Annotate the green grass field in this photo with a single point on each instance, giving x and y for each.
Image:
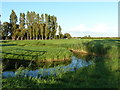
(103, 74)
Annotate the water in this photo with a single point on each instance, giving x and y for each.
(75, 64)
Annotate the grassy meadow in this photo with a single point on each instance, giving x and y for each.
(103, 73)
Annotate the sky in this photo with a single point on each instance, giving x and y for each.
(97, 19)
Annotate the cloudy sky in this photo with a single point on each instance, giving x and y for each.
(97, 19)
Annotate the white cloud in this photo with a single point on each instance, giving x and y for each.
(96, 28)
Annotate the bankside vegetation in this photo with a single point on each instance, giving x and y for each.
(32, 26)
(103, 73)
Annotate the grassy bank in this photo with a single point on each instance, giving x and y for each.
(103, 73)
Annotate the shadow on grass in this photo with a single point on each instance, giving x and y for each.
(8, 44)
(99, 75)
(15, 62)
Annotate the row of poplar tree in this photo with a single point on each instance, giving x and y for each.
(32, 26)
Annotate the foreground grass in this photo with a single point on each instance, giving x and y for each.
(103, 74)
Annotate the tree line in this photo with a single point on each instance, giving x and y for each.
(32, 26)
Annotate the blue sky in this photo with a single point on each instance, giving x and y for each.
(78, 18)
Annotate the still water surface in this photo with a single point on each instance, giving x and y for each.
(75, 64)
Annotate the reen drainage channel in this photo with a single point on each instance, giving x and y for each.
(75, 64)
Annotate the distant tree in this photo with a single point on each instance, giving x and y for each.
(13, 21)
(60, 32)
(32, 26)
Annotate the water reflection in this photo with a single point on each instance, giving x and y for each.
(75, 64)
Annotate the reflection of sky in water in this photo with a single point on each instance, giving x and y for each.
(74, 65)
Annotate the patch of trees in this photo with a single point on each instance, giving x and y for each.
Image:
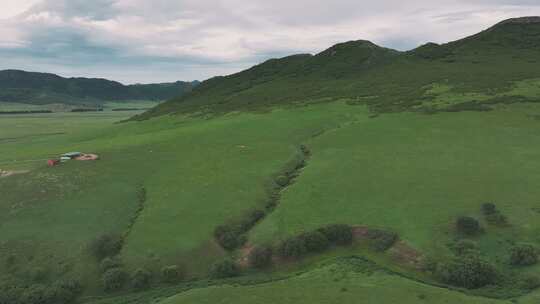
(171, 274)
(224, 269)
(464, 247)
(523, 255)
(381, 240)
(260, 257)
(469, 271)
(467, 225)
(492, 215)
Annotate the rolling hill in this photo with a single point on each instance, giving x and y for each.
(42, 88)
(357, 174)
(489, 63)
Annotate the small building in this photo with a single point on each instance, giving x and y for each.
(53, 162)
(72, 155)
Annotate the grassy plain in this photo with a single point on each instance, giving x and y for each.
(200, 172)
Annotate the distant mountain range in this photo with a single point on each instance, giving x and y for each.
(488, 63)
(43, 88)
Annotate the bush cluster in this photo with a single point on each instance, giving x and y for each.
(293, 247)
(464, 247)
(523, 255)
(529, 282)
(141, 279)
(467, 225)
(107, 245)
(224, 269)
(381, 240)
(492, 215)
(338, 234)
(260, 257)
(470, 272)
(108, 263)
(114, 279)
(315, 241)
(230, 236)
(171, 274)
(283, 180)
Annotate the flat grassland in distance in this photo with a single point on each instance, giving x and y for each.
(411, 173)
(59, 107)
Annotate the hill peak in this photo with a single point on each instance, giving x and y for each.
(520, 20)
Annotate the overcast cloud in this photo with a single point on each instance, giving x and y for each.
(167, 40)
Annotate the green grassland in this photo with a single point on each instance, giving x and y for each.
(379, 171)
(384, 147)
(59, 107)
(333, 283)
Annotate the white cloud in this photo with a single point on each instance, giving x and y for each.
(188, 39)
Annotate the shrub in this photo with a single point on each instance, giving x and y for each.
(293, 247)
(37, 274)
(229, 236)
(496, 219)
(224, 269)
(10, 260)
(114, 279)
(489, 208)
(315, 241)
(467, 225)
(260, 257)
(141, 279)
(464, 247)
(108, 263)
(282, 180)
(171, 274)
(529, 282)
(470, 272)
(106, 245)
(64, 291)
(338, 234)
(251, 218)
(381, 240)
(36, 294)
(523, 255)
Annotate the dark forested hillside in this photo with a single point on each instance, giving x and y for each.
(387, 80)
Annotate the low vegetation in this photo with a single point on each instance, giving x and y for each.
(524, 255)
(469, 272)
(224, 269)
(467, 225)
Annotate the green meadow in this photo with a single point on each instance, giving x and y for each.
(410, 173)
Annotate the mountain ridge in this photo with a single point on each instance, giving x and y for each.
(43, 88)
(490, 60)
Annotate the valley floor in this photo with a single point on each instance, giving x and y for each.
(409, 173)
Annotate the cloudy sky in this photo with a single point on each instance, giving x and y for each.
(166, 40)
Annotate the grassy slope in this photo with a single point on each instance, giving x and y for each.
(386, 80)
(171, 158)
(332, 283)
(387, 170)
(420, 157)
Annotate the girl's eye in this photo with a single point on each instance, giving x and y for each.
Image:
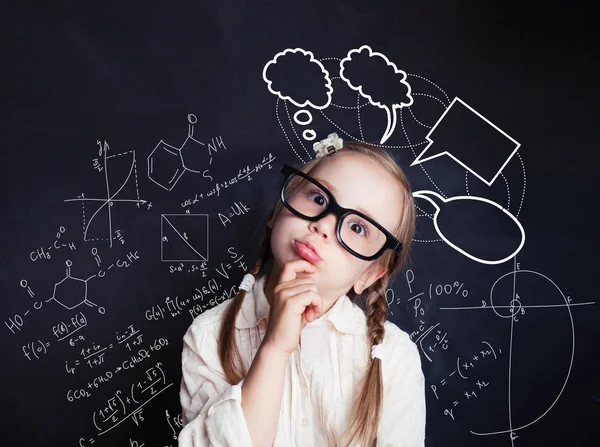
(359, 225)
(320, 198)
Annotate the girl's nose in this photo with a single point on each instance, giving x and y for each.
(327, 224)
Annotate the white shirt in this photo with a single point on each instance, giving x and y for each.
(321, 378)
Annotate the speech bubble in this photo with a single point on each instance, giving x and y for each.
(453, 208)
(471, 140)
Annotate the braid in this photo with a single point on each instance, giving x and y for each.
(234, 371)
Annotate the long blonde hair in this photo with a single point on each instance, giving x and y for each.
(366, 409)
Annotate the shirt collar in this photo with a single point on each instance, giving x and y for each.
(345, 316)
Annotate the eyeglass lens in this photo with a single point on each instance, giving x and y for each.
(310, 200)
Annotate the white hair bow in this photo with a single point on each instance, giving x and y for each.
(328, 146)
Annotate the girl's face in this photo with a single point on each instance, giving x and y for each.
(356, 182)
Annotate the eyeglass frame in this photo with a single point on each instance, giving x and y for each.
(340, 212)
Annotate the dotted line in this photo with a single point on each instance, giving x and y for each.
(385, 146)
(467, 182)
(287, 111)
(362, 136)
(83, 213)
(524, 183)
(432, 240)
(283, 129)
(119, 154)
(137, 190)
(432, 83)
(507, 191)
(431, 96)
(415, 118)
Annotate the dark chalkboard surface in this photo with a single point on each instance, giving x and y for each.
(141, 153)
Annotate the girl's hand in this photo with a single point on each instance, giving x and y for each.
(296, 302)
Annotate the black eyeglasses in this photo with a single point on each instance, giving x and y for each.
(299, 193)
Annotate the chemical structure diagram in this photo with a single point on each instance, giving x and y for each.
(167, 163)
(106, 203)
(71, 291)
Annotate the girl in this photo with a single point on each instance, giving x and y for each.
(292, 360)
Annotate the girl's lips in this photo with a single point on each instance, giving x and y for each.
(306, 253)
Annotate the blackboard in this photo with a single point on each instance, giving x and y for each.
(141, 149)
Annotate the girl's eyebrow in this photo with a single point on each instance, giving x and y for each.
(332, 189)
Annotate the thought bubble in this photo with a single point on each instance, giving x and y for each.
(293, 72)
(375, 78)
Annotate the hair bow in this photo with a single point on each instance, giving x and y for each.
(328, 146)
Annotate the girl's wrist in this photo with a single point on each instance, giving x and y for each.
(272, 351)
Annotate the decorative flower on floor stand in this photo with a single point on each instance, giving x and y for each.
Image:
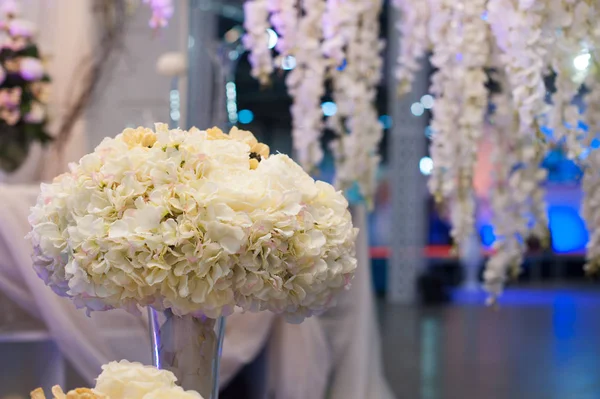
(316, 40)
(125, 380)
(192, 224)
(562, 36)
(22, 103)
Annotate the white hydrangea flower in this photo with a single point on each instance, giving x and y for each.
(132, 380)
(186, 221)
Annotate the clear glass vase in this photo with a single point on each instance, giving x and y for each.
(190, 347)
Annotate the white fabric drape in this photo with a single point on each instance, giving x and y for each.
(334, 356)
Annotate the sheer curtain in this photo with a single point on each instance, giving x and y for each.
(65, 37)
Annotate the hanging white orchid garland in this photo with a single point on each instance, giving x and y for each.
(322, 42)
(529, 39)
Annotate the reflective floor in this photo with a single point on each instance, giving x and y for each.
(543, 343)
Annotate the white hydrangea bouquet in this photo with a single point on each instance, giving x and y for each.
(193, 223)
(126, 380)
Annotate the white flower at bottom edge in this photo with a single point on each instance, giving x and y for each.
(31, 68)
(129, 380)
(172, 393)
(36, 114)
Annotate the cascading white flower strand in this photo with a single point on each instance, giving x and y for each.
(444, 142)
(509, 228)
(256, 23)
(284, 18)
(414, 40)
(571, 19)
(356, 122)
(523, 62)
(332, 40)
(471, 60)
(591, 176)
(306, 85)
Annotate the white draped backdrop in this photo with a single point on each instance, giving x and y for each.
(335, 356)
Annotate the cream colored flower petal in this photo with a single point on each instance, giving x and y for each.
(37, 394)
(253, 163)
(243, 136)
(215, 133)
(84, 393)
(261, 149)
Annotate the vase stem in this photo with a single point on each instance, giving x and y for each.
(190, 347)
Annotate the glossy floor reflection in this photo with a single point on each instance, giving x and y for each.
(543, 343)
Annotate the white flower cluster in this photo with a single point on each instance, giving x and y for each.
(127, 380)
(356, 122)
(162, 12)
(525, 41)
(461, 54)
(328, 41)
(197, 222)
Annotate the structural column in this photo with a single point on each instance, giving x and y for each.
(408, 186)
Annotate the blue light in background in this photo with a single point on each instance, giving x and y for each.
(329, 108)
(245, 116)
(567, 229)
(487, 235)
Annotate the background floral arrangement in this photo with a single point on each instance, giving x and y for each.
(162, 12)
(23, 88)
(126, 380)
(541, 55)
(197, 222)
(333, 43)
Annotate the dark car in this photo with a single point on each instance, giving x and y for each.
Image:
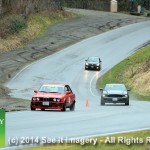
(114, 93)
(93, 63)
(53, 96)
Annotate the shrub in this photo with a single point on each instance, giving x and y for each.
(11, 25)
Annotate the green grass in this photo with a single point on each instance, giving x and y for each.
(134, 72)
(37, 25)
(139, 138)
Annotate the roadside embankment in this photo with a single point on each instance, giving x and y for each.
(134, 71)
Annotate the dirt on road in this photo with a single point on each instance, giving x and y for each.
(88, 23)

= = =

:: Request ::
Rewrite the records starting with the line containing "Annotate the dirt" and going on through the end of the records as a two-column CSV headed prompt_text and target_points. Give one row per labeling line, with its text and its answer each in a single quoted field and any line breaks replaced by spaces.

:: Completed task ::
prompt_text,target_points
"Annotate the dirt on road in this photo with a single point on each instance, giving x and y for each.","(88, 23)"